== EXCERPT ==
━━━━━━━━

The Shoparound summary, an average of the five cheapest quotes from a range of insurers against a nationwide basket of risks, shows that the cost of buildings cover increased by 0.5% to £181 while for contents cover, the premiums dropped by 1.7% to £109.  The premium for a combined policy, increased by 1.5% to £260.

Over the 12 months ending 31st March, the Shoparound index shows premiums for buildings rose by 7.1%; for contents 3.7% and for combined buildings and contents policies 7.6%.

Simon Douglas, director of AA Insurance says that while the premium increases of the past couple of years, particularly for buildings insurance, appear to have ended insurers remain concerned about the effects of severe weather events on homes.

“We escaped with a relatively mild winter which hasn’t resulted in an avalanche of claims for damage caused by low temperatures and heavy snowfalls.

“In fact, the weather has remained dry which has led to widespread hosepipe bans and speculation that there might be an increase in subsidence claims.

━━━━━━━━

== SUPPLIED MATERIAL ==
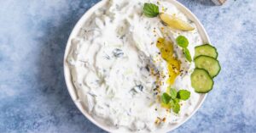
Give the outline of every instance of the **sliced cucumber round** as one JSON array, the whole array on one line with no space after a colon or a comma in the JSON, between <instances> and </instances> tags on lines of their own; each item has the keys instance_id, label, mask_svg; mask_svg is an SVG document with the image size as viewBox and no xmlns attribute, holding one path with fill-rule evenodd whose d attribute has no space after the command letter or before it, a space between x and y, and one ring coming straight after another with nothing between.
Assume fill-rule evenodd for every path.
<instances>
[{"instance_id":1,"label":"sliced cucumber round","mask_svg":"<svg viewBox=\"0 0 256 133\"><path fill-rule=\"evenodd\" d=\"M220 71L218 61L212 57L201 55L194 61L196 68L206 69L212 78L215 77Z\"/></svg>"},{"instance_id":2,"label":"sliced cucumber round","mask_svg":"<svg viewBox=\"0 0 256 133\"><path fill-rule=\"evenodd\" d=\"M195 69L191 74L191 86L198 93L207 93L212 89L213 80L209 73L202 69Z\"/></svg>"},{"instance_id":3,"label":"sliced cucumber round","mask_svg":"<svg viewBox=\"0 0 256 133\"><path fill-rule=\"evenodd\" d=\"M206 55L214 58L217 58L218 53L217 49L211 46L210 44L204 44L195 47L195 57L194 58L201 56Z\"/></svg>"}]
</instances>

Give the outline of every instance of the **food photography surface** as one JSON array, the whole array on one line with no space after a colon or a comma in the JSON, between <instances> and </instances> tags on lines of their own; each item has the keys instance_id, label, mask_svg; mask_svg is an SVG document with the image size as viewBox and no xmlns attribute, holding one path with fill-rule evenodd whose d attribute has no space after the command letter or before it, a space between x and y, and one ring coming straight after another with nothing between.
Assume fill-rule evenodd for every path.
<instances>
[{"instance_id":1,"label":"food photography surface","mask_svg":"<svg viewBox=\"0 0 256 133\"><path fill-rule=\"evenodd\" d=\"M0 133L256 132L256 1L0 5Z\"/></svg>"}]
</instances>

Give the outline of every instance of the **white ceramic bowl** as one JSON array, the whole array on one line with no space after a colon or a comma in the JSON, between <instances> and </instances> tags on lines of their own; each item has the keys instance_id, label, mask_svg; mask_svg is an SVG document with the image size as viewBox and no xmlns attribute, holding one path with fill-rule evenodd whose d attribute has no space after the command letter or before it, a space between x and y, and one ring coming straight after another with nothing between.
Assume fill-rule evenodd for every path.
<instances>
[{"instance_id":1,"label":"white ceramic bowl","mask_svg":"<svg viewBox=\"0 0 256 133\"><path fill-rule=\"evenodd\" d=\"M81 19L79 20L79 22L76 24L75 27L73 28L67 43L67 47L66 47L66 50L65 50L65 55L64 55L64 76L65 76L65 80L66 80L66 84L67 86L67 90L69 91L69 94L73 99L73 101L75 103L76 106L79 108L79 109L82 112L82 114L88 119L90 119L92 123L94 123L96 125L97 125L98 127L103 129L106 131L108 132L125 132L125 130L124 130L124 129L115 129L113 127L108 126L104 123L100 122L100 120L96 120L95 118L92 118L86 111L85 108L84 107L83 103L78 100L78 94L76 91L76 89L73 84L72 81L72 77L71 77L71 72L70 69L68 68L68 64L67 62L67 55L68 53L70 51L70 47L71 47L71 40L72 38L74 38L80 28L83 26L83 25L85 23L85 21L88 20L88 19L90 19L90 16L94 13L94 11L97 10L98 8L100 8L102 5L104 5L106 3L108 0L102 0L101 2L99 2L98 3L96 3L95 6L93 6L91 8L90 8L82 17ZM197 29L199 30L199 33L202 38L202 41L204 43L211 43L209 37L207 36L207 33L206 32L203 25L201 24L201 22L198 20L198 19L195 16L195 14L193 13L191 13L190 10L189 10L186 7L184 7L183 4L181 4L180 3L178 3L176 0L166 0L167 2L170 2L171 3L172 3L173 5L175 5L181 12L183 12L189 19L191 19L192 21L194 21L194 23L196 25ZM156 132L168 132L168 131L172 131L174 129L177 128L178 126L180 126L181 125L183 125L184 122L186 122L191 116L193 116L193 114L198 110L198 108L201 106L201 104L203 103L205 98L207 97L207 94L201 94L200 100L196 105L196 108L195 108L194 112L191 114L191 115L184 118L181 123L177 124L177 125L170 125L167 126L166 128L163 128L163 129L160 129L157 130ZM84 126L86 126L84 125Z\"/></svg>"}]
</instances>

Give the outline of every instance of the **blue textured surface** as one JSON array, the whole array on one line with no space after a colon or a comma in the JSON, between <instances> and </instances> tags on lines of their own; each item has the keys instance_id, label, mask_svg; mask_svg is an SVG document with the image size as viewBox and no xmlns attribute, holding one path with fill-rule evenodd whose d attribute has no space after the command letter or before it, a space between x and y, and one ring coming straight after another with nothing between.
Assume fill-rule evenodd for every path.
<instances>
[{"instance_id":1,"label":"blue textured surface","mask_svg":"<svg viewBox=\"0 0 256 133\"><path fill-rule=\"evenodd\" d=\"M66 42L99 0L0 1L0 132L104 132L77 109L62 70ZM222 71L173 132L256 132L256 1L180 0L218 47Z\"/></svg>"}]
</instances>

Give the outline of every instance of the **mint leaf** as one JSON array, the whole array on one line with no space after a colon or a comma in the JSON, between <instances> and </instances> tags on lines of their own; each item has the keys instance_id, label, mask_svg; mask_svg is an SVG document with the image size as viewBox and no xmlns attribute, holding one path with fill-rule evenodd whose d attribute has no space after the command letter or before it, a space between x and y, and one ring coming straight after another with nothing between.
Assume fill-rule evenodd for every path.
<instances>
[{"instance_id":1,"label":"mint leaf","mask_svg":"<svg viewBox=\"0 0 256 133\"><path fill-rule=\"evenodd\" d=\"M172 108L172 111L176 114L178 114L179 110L180 110L180 105L178 103L176 103Z\"/></svg>"},{"instance_id":2,"label":"mint leaf","mask_svg":"<svg viewBox=\"0 0 256 133\"><path fill-rule=\"evenodd\" d=\"M183 48L183 53L185 54L185 58L189 62L192 61L191 55L188 48Z\"/></svg>"},{"instance_id":3,"label":"mint leaf","mask_svg":"<svg viewBox=\"0 0 256 133\"><path fill-rule=\"evenodd\" d=\"M172 108L173 108L173 107L175 106L175 102L174 102L174 100L173 100L173 99L171 99L169 104L171 105Z\"/></svg>"},{"instance_id":4,"label":"mint leaf","mask_svg":"<svg viewBox=\"0 0 256 133\"><path fill-rule=\"evenodd\" d=\"M186 48L189 45L188 39L183 36L179 36L176 38L176 42L181 47Z\"/></svg>"},{"instance_id":5,"label":"mint leaf","mask_svg":"<svg viewBox=\"0 0 256 133\"><path fill-rule=\"evenodd\" d=\"M177 91L173 88L170 89L170 96L172 99L175 99L177 97Z\"/></svg>"},{"instance_id":6,"label":"mint leaf","mask_svg":"<svg viewBox=\"0 0 256 133\"><path fill-rule=\"evenodd\" d=\"M190 91L187 90L179 90L177 97L181 100L188 100L190 97Z\"/></svg>"},{"instance_id":7,"label":"mint leaf","mask_svg":"<svg viewBox=\"0 0 256 133\"><path fill-rule=\"evenodd\" d=\"M161 97L162 103L167 104L169 103L170 100L171 100L171 97L167 93L163 93Z\"/></svg>"},{"instance_id":8,"label":"mint leaf","mask_svg":"<svg viewBox=\"0 0 256 133\"><path fill-rule=\"evenodd\" d=\"M159 14L159 8L154 3L145 3L143 7L143 13L147 17L156 17Z\"/></svg>"},{"instance_id":9,"label":"mint leaf","mask_svg":"<svg viewBox=\"0 0 256 133\"><path fill-rule=\"evenodd\" d=\"M173 99L174 103L179 103L179 99L178 98L175 98Z\"/></svg>"}]
</instances>

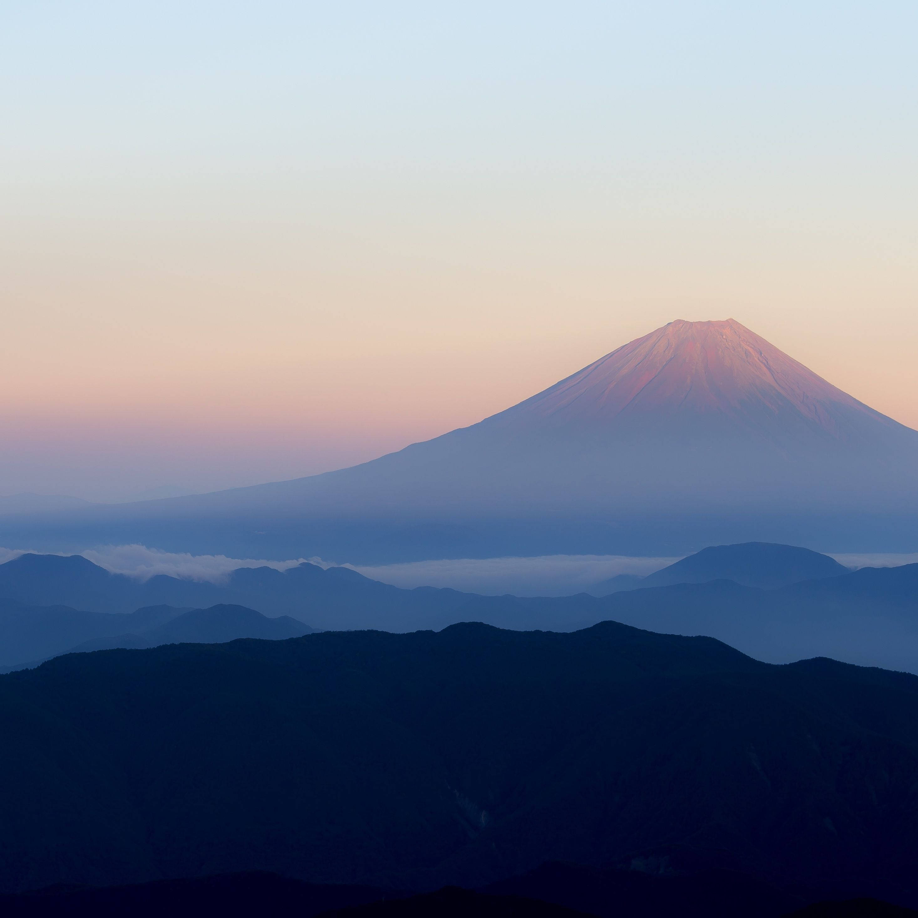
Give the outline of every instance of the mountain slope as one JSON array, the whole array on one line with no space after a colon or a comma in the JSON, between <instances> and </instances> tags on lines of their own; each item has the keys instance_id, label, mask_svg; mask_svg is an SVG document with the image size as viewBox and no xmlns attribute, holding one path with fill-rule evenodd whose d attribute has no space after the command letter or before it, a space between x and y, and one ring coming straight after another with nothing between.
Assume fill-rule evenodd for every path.
<instances>
[{"instance_id":1,"label":"mountain slope","mask_svg":"<svg viewBox=\"0 0 918 918\"><path fill-rule=\"evenodd\" d=\"M748 551L748 546L740 547ZM728 559L730 554L726 553ZM776 560L771 547L766 554ZM777 554L780 560L783 553ZM706 555L702 552L699 556ZM723 555L715 553L716 557ZM791 548L790 566L772 565L765 573L774 576L783 570L782 576L787 576L789 571L799 571L794 565L800 557ZM823 556L817 555L811 566L809 554L802 557L811 572L832 569L825 563L831 559L820 560ZM128 615L35 608L41 601L62 606L92 599L97 608L114 612L141 604L153 607L135 616L155 614L157 607L245 606L269 617L288 615L329 631L409 632L484 621L522 631L568 632L611 620L666 633L710 634L772 663L828 655L862 666L918 672L918 565L863 568L774 589L718 580L630 589L601 599L586 593L520 598L433 588L401 589L349 568L323 570L311 564L283 572L241 568L219 586L168 577L141 583L101 568L93 572L86 565L95 566L84 558L56 555L23 555L0 565L0 589L28 607L23 611L15 608L15 601L5 606L0 600L0 666L33 663L66 653L82 642L103 638L118 638L118 646L148 646L144 640L128 644L120 639L129 633L141 635L162 623L151 621L141 627L129 625ZM735 565L730 570L737 577L742 573ZM711 569L704 572L710 575ZM68 600L71 596L75 599ZM170 614L178 611L172 609ZM102 641L92 646L107 645Z\"/></svg>"},{"instance_id":2,"label":"mountain slope","mask_svg":"<svg viewBox=\"0 0 918 918\"><path fill-rule=\"evenodd\" d=\"M240 638L283 641L309 634L312 629L287 615L269 619L244 606L219 605L193 609L176 615L156 628L95 638L73 647L71 653L113 650L117 647L140 649L163 644L223 644Z\"/></svg>"},{"instance_id":3,"label":"mountain slope","mask_svg":"<svg viewBox=\"0 0 918 918\"><path fill-rule=\"evenodd\" d=\"M457 625L76 654L0 677L0 730L5 890L256 868L476 887L681 851L918 896L918 678L709 638Z\"/></svg>"},{"instance_id":4,"label":"mountain slope","mask_svg":"<svg viewBox=\"0 0 918 918\"><path fill-rule=\"evenodd\" d=\"M5 518L0 539L354 563L748 541L890 551L918 538L916 468L918 432L733 319L677 321L362 465L53 522Z\"/></svg>"},{"instance_id":5,"label":"mountain slope","mask_svg":"<svg viewBox=\"0 0 918 918\"><path fill-rule=\"evenodd\" d=\"M774 589L803 580L841 577L848 569L827 554L795 545L761 542L712 545L645 577L642 587L733 580L744 587Z\"/></svg>"}]
</instances>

━━━━━━━━

== TASK DESCRIPTION ==
Please return the home insurance premiums excerpt above in full, word for word, with nothing changed.

== EXPECTED OUTPUT ==
The Shoparound summary, an average of the five cheapest quotes from a range of insurers against a nationwide basket of risks, shows that the cost of buildings cover increased by 0.5% to £181 while for contents cover, the premiums dropped by 1.7% to £109.  The premium for a combined policy, increased by 1.5% to £260.

Over the 12 months ending 31st March, the Shoparound index shows premiums for buildings rose by 7.1%; for contents 3.7% and for combined buildings and contents policies 7.6%.

Simon Douglas, director of AA Insurance says that while the premium increases of the past couple of years, particularly for buildings insurance, appear to have ended insurers remain concerned about the effects of severe weather events on homes.

“We escaped with a relatively mild winter which hasn’t resulted in an avalanche of claims for damage caused by low temperatures and heavy snowfalls.

“In fact, the weather has remained dry which has led to widespread hosepipe bans and speculation that there might be an increase in subsidence claims.